_The task_.
The output is the line holding "716, row 125." and all lines after it to the end of the records below; restate them unchanged and add nothing.

++++ Provided material

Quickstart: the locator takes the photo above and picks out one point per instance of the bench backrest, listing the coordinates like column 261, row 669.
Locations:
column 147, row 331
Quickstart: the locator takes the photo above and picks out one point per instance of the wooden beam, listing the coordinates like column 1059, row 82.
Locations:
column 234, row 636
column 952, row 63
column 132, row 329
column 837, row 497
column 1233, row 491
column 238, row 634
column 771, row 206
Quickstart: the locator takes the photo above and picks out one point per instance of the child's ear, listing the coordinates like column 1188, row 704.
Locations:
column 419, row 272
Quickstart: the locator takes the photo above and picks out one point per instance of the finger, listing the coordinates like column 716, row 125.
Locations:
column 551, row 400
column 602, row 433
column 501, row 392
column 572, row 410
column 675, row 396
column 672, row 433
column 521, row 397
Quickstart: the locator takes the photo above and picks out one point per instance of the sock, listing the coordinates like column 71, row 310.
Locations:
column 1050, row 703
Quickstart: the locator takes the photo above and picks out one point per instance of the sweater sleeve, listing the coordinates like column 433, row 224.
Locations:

++++++++

_The answer_.
Quickstart: the locator takes the photo above and picks out one point per instance of the finger, listing the coordinates like column 716, row 125.
Locations:
column 551, row 400
column 602, row 433
column 501, row 392
column 572, row 410
column 675, row 396
column 672, row 433
column 521, row 397
Quickstart: the locator takes the photo above and picks out one point per instance of the sock, listing the coordinates like column 71, row 310.
Locations:
column 1050, row 703
Quickstart: the locator takes the photo above and picks out one point per instance of the sweater sleeve, listing the coordinates like column 433, row 224.
Locations:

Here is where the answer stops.